§ **SOURCE EXCERPT**
======

On the Dean’s list

Sachertorte is “the most famous cake in the world since 1832,” at least according to the website of Vienna’s Hotel Sacher. It’s also Dean John Boyer’s favorite dessert. The exact recipe is a hotel secret, but here’s a reasonably authentic, slightly simplified version.

Adapted by Carrie Golus, AM’91, AM’93, from


4½ oz bittersweet chocolate, finely chopped
9 tbs butter, room temperature
1 c powdered sugar
6 large eggs, separated
1 tsp vanilla
½ c granulated sugar
1 c all-purpose flour

Preheat oven to 400°F. Lightly butter two 9" springform pans and line the bottom with parchment or wax paper.

Melt the chocolate in a microwave or double boiler. Beat the butter on high speed until smooth, about 1 minute. Beat in the powdered sugar. Beat in the egg yolks, one at a time. Beat in the chocolate and vanilla.

Beat the egg whites and granulated sugar in a large bowl until soft peaks form. Do not overbeat. Stir about a quarter of the whites into the batter, then fold in the remaining whites. Sift half the flour over the batter and fold in. Repeat with the rest of the flour.

Pour half the batter into each springform pan and spread evenly. Bake until a toothpick in the center comes out clean, about 15 minutes. Cool for 10 minutes on a wire rack. Remove the sides of the pan and flip the cake onto a plate. Remove the paper and flip over. Cool completely.

======

§ **INFORMATION SUPPLIED**
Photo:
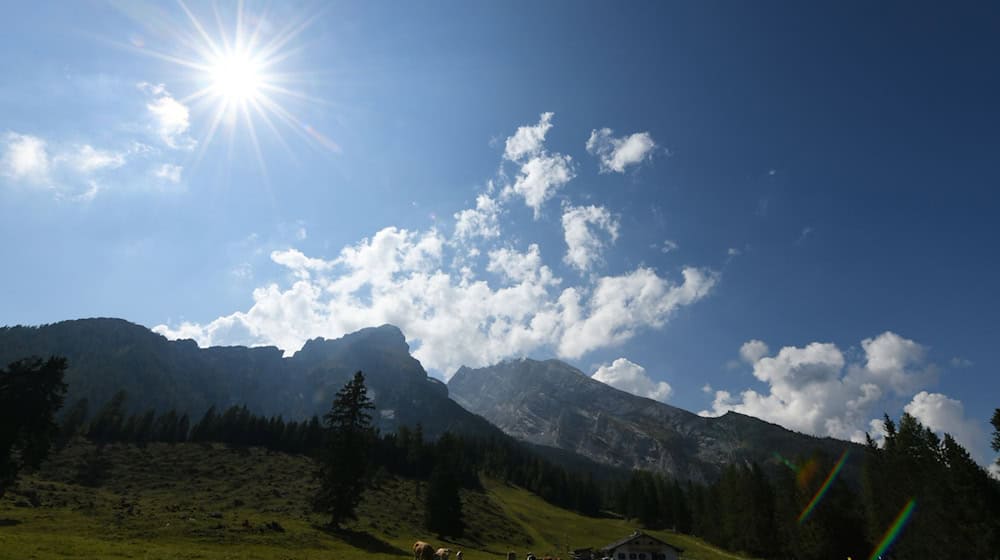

======

Answer from the Sachertorte recipe:
(a) Whose favorite dessert is Sachertorte?
(b) To what temperature is the oven preheated?
(c) About how long do the cakes bake?
The material plays no part in the work here.

(a) Dean John Boyer's
(b) 400°F
(c) About 15 minutes